• YOUR INSTRUCTIONS:
The data beneath this task has to be reprinted character for character.

Saved data entries:
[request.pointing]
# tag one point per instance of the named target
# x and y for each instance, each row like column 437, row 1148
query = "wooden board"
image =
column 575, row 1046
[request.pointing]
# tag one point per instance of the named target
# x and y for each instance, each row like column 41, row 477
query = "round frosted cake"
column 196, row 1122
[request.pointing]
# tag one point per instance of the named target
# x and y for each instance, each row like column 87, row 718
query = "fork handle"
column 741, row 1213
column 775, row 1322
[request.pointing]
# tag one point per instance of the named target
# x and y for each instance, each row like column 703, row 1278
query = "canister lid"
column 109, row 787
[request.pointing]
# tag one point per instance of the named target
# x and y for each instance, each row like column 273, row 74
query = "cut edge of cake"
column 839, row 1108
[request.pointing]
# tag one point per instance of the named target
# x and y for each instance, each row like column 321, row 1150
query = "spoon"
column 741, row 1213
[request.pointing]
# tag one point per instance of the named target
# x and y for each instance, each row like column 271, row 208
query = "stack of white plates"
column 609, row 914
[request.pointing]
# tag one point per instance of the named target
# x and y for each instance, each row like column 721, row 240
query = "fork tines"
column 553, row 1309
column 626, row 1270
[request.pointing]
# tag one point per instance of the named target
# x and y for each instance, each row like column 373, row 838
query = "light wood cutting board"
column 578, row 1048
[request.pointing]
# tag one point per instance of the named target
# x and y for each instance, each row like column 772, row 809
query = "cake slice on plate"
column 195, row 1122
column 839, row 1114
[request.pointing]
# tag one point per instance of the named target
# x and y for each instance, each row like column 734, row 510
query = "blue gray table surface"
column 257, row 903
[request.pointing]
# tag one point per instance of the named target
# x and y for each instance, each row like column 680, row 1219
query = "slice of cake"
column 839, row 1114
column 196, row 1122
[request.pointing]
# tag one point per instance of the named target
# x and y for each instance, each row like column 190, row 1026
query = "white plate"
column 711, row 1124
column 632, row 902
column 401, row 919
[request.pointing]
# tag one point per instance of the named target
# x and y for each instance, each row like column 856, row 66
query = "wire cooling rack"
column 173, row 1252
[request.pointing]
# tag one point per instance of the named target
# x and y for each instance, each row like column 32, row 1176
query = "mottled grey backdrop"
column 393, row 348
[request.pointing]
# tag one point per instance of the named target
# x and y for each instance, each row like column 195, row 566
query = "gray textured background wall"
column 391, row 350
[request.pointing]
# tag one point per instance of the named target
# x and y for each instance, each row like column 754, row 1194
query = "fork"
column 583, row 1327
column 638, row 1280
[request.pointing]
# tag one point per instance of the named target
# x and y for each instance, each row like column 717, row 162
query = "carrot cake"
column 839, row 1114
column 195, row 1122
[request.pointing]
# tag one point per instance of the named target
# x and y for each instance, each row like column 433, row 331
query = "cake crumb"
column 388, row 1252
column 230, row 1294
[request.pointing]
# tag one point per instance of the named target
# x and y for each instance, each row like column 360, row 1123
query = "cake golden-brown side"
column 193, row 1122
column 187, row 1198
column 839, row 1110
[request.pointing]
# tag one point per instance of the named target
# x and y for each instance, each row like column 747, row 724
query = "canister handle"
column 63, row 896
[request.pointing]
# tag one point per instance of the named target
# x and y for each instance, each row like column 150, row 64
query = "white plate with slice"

• PROBLEM SOLUTION:
[request.pointing]
# tag one point per instance of the named target
# x and y for each instance, each row like column 437, row 1148
query = "wooden board"
image =
column 575, row 1046
[request.pointing]
# tag one point per instance of the named target
# x and y for each instance, each row like column 41, row 477
query = "round frosted cake"
column 196, row 1122
[request.pointing]
# tag one point per instance of the named target
# x and y for each instance, each row like column 87, row 718
query = "fork handle"
column 741, row 1213
column 775, row 1322
[request.pointing]
# tag one point per instance of the named target
# x and y for each instance, each row like column 703, row 1278
query = "canister lid"
column 109, row 787
[request.pointing]
# tag one point per instance of the named target
# x and y for each instance, each row like column 273, row 74
query = "cut edge of cake"
column 839, row 1108
[request.pointing]
# tag one point per instance of the named target
# x and y for each instance, each row like column 321, row 1150
query = "spoon"
column 741, row 1213
[request.pointing]
# tag one point per instance of the named target
# x and y for each instance, each row like column 271, row 208
query = "stack of white plates"
column 609, row 914
[request.pointing]
# tag one point per instance of the named target
# x and y for each instance, each row like column 721, row 240
query = "fork tines"
column 553, row 1309
column 626, row 1270
[request.pointing]
# tag one point per instance of the named target
# x and y for each instance, each row like column 373, row 838
query = "light wood cutting board"
column 578, row 1048
[request.pointing]
# tag one point per instance of the named target
# x and y for each instance, each row like column 772, row 809
query = "cake slice on plate"
column 195, row 1122
column 839, row 1114
[request.pointing]
# tag one point per instance of the named target
# x and y for each instance, each row like column 734, row 510
query = "blue gray table surface"
column 257, row 903
[request.pointing]
# tag one point per instance of the named target
# x and y for each instance, each row like column 680, row 1219
query = "slice of cake"
column 839, row 1114
column 196, row 1122
[request.pointing]
# tag one point per instance of the named target
# x and y for each instance, each row like column 190, row 1026
query = "white plate"
column 711, row 1124
column 632, row 902
column 401, row 919
[request.pointing]
# tag one point per instance of the named target
# x and y for each instance, each row like column 856, row 66
query = "wire cooling rack"
column 173, row 1252
[request.pointing]
# tag one point per instance of the named target
# x and y for each instance, each row like column 32, row 1176
query = "mottled grey backdrop"
column 393, row 348
[request.pointing]
# tag one point per instance of the named target
# x and y for each instance, each row like column 195, row 566
query = "gray textured background wall"
column 391, row 350
[request.pointing]
# tag one point per instance of the named target
# x and y for each instance, each row like column 754, row 1194
query = "fork"
column 583, row 1327
column 638, row 1280
[request.pointing]
# tag one point per instance of the named target
# x and y for each instance, each row like column 717, row 162
query = "carrot cake"
column 839, row 1114
column 195, row 1122
[request.pointing]
# tag one point per instance of the named target
# x and y for each instance, each row like column 433, row 331
query = "cake crumb"
column 388, row 1252
column 230, row 1294
[request.pointing]
# tag one point per instance of the named target
# x and y for each instance, each row like column 360, row 1123
query = "cake golden-brown side"
column 193, row 1122
column 187, row 1198
column 839, row 1110
[request.pointing]
# tag one point per instance of the named target
# x and y for each instance, each row like column 747, row 724
query = "canister handle"
column 63, row 896
[request.pointing]
# tag one point per instance of the named target
# x and y for each instance, each row like column 150, row 64
query = "white plate with slice"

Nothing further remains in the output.